# GOAL OF THE EXERCISE
Find "nose in the photo above." in the data, then restate the line it sits in and every later line word for word, ending with the last line.

# DATA FOR THIS TASK
┄┄┄┄┄┄
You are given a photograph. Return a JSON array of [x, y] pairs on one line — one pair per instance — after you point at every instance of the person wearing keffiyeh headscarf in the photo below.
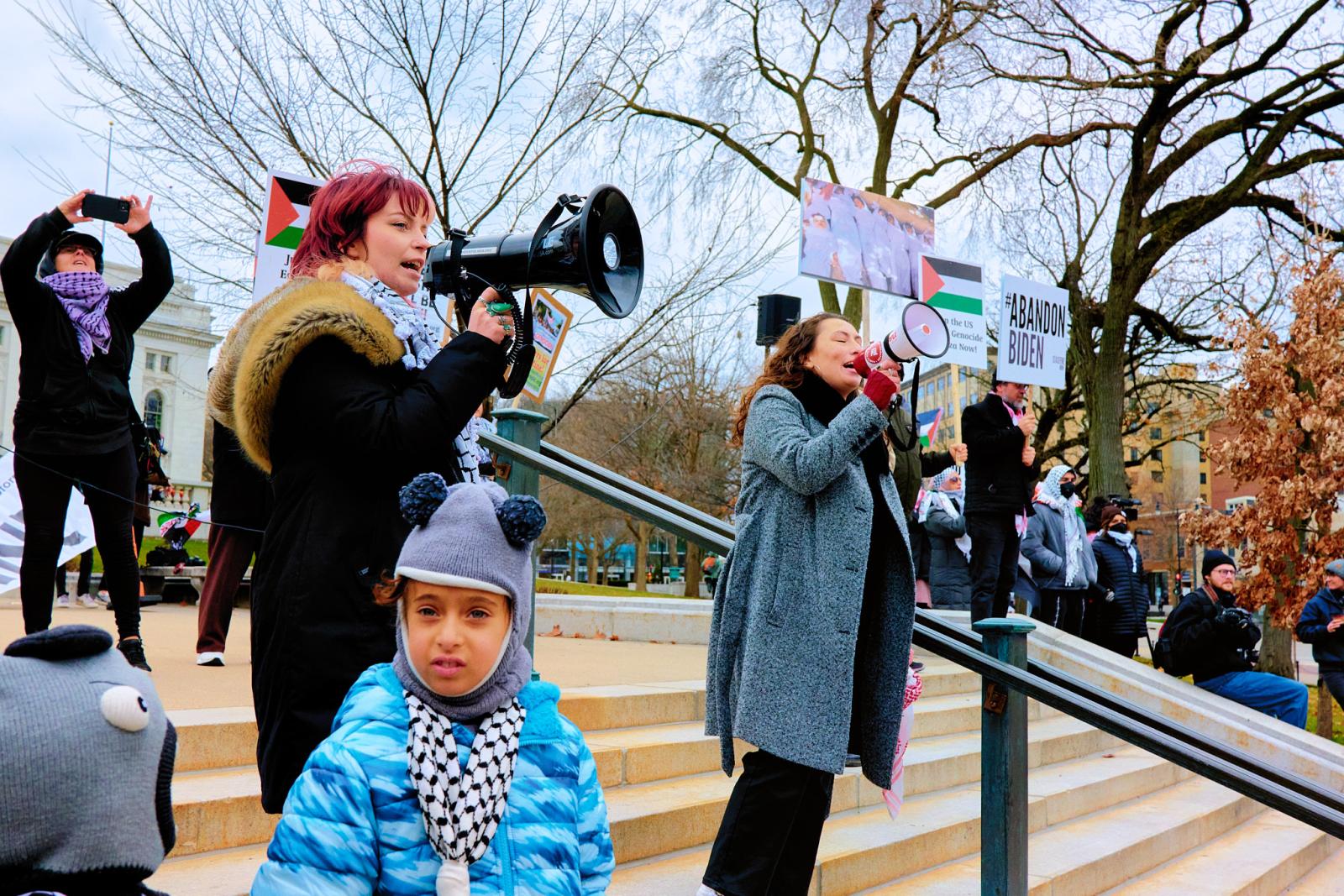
[[1062, 562], [74, 414]]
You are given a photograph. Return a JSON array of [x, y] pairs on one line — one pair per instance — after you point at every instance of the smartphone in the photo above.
[[107, 208]]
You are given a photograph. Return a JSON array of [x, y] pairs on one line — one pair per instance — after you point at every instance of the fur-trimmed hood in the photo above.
[[270, 335]]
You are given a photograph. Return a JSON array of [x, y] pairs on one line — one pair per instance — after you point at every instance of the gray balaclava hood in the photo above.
[[470, 535], [87, 757]]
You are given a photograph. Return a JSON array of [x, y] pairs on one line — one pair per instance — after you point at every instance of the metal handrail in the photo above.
[[1249, 775]]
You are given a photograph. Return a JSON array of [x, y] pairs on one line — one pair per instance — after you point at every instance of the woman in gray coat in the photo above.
[[1062, 562], [810, 645], [949, 546]]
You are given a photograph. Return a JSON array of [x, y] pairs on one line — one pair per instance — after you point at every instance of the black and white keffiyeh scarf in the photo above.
[[409, 325], [461, 809]]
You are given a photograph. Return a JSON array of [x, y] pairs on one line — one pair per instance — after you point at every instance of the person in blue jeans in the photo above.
[[1321, 625], [1216, 641]]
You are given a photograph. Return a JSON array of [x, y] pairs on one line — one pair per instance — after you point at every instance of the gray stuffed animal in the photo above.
[[87, 757]]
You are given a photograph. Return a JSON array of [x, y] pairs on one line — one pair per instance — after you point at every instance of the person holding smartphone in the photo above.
[[73, 418], [338, 390]]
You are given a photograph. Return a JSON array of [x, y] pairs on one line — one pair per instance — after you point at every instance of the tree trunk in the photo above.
[[692, 570], [1277, 651]]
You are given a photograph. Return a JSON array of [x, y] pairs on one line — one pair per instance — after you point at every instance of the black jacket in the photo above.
[[1126, 616], [1203, 647], [1327, 647], [239, 493], [323, 401], [67, 406], [996, 479]]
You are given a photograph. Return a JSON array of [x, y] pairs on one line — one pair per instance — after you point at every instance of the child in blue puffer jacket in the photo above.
[[448, 772]]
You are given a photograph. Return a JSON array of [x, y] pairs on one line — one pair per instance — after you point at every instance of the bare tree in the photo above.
[[887, 92], [1221, 107]]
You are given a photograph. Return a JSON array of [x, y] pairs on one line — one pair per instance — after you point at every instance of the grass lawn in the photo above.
[[559, 586]]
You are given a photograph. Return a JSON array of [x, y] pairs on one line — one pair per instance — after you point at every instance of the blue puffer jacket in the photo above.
[[353, 825], [1327, 647]]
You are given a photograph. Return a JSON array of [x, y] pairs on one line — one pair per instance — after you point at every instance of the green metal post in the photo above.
[[524, 429], [1003, 765]]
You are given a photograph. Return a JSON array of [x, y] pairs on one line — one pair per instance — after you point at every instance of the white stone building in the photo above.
[[167, 379]]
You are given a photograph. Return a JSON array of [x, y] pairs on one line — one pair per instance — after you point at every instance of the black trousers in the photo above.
[[85, 575], [44, 483], [770, 832], [994, 562], [1062, 609]]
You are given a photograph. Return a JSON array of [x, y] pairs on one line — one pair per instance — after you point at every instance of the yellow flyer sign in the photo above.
[[550, 324]]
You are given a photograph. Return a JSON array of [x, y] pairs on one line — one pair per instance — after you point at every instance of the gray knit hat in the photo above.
[[472, 535], [87, 757]]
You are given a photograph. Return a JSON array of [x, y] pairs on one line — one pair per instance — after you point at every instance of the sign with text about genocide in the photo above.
[[1032, 333], [958, 291]]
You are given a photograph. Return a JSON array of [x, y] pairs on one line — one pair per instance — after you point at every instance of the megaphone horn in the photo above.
[[597, 253]]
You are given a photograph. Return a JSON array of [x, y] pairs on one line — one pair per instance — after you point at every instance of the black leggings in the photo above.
[[46, 495]]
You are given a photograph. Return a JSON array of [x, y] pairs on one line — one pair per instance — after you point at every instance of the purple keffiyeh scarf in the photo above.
[[85, 298]]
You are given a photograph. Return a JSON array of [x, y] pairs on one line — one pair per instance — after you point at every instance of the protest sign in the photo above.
[[78, 531], [958, 291], [282, 222], [550, 324], [1032, 333], [864, 239]]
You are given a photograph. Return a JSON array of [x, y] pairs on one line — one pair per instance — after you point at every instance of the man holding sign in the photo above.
[[1000, 469]]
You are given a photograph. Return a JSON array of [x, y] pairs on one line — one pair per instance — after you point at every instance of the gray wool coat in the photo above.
[[786, 667]]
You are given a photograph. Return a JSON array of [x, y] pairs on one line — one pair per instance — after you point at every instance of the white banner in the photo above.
[[1032, 333], [78, 531]]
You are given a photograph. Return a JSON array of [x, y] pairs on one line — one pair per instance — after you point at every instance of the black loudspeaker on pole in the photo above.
[[774, 315]]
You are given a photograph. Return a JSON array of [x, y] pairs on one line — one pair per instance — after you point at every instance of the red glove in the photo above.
[[869, 360], [880, 389]]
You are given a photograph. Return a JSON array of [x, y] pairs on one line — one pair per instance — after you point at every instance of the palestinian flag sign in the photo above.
[[929, 422], [958, 289], [284, 219]]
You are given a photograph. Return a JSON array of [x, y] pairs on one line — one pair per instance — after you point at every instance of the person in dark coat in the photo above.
[[1321, 625], [1215, 640], [949, 546], [1000, 468], [1119, 605], [810, 642], [73, 418], [342, 406], [239, 510], [1063, 566]]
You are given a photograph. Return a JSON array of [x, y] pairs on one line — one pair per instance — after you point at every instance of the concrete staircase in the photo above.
[[1104, 817]]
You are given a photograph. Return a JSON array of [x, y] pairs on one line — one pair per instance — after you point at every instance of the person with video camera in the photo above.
[[810, 645], [335, 387], [1000, 468], [73, 418], [1116, 609], [1321, 625], [1215, 640]]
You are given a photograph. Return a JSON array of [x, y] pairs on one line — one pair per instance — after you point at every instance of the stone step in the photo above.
[[1260, 859], [226, 872], [1324, 880], [864, 848], [214, 738], [1102, 849], [219, 809]]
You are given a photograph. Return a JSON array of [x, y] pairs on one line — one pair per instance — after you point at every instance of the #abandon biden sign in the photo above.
[[1032, 333]]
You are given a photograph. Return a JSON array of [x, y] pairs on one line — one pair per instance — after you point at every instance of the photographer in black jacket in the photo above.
[[73, 418], [1000, 468], [1215, 640]]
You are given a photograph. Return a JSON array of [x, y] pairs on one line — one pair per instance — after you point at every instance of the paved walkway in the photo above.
[[170, 634]]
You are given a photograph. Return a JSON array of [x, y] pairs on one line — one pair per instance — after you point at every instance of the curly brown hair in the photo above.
[[785, 365]]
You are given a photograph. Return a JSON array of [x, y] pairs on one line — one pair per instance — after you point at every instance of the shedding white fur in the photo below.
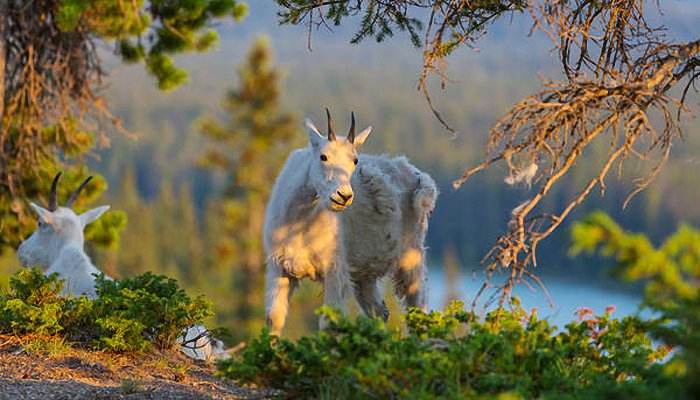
[[346, 220], [57, 246]]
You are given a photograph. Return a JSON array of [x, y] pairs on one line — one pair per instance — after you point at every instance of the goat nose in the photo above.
[[345, 196]]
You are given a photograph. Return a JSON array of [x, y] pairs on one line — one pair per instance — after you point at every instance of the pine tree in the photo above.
[[250, 148], [51, 110]]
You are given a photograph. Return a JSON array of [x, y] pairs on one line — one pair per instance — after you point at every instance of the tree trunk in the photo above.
[[4, 8]]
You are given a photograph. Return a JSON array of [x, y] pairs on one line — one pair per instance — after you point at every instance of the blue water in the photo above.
[[566, 297]]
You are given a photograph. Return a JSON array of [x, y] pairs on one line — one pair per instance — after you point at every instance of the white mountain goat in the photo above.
[[57, 246], [346, 220]]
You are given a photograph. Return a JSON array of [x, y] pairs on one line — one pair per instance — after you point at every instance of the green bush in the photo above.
[[509, 353], [454, 354], [127, 315]]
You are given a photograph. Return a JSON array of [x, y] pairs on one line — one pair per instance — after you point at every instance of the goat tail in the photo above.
[[425, 195]]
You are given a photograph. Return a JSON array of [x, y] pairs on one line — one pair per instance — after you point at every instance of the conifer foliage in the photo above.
[[249, 148], [51, 111]]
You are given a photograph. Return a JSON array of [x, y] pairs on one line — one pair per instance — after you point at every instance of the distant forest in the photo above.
┄┄┄┄┄┄
# THE RESPONSE
You are given a photograph. Return a JSON array of [x, y] pairs on one line — one pair per instance — after you point at every instance of the goat nose in the photo above.
[[345, 196]]
You are given a photograph. Return a JSON array of [x, y] pairs on one line — one pair per instance — after you point at every instance of the pine tree in the photo above.
[[250, 148], [51, 110]]
You are given a photograph. Return a JSON array of [x, y] pairs on one line — one pair per instance — after you point at every instance of the tree trunk in the photo above.
[[4, 8]]
You are given a photograph. Return a JSON array of [x, y] pairs on one line — one pair per instance — after you point at every instance of the blue water in the photo above.
[[566, 297]]
You are given a photograph. Return a JSON array of [x, y] pairs on one line — one pair per instance — after you point at every instance of the white mountain goat in the photo above.
[[57, 246], [346, 220]]
You are given a photograph. Return a JSON array of [x, y] pairs on one line — one pair per instance — after you point at every instance of the green bush in the photo above.
[[509, 353], [454, 354], [127, 315]]
You are given a photograph. Return a JSON array of [x, y] pairs on one line — one pair per instance — after you point at every instance of the goat tail in the photo above.
[[425, 195]]
You are given a photograph. Return a JSON array of [x, y] pairs on one line — one pair per instance — after you point at every instance of the conifer foliage in the photo above.
[[249, 148], [51, 111]]
You are given a photograph. Return a JSON array of [x, y] pairs on one line — one pair per instance — after you point at every instance of the distant forest in the photo above.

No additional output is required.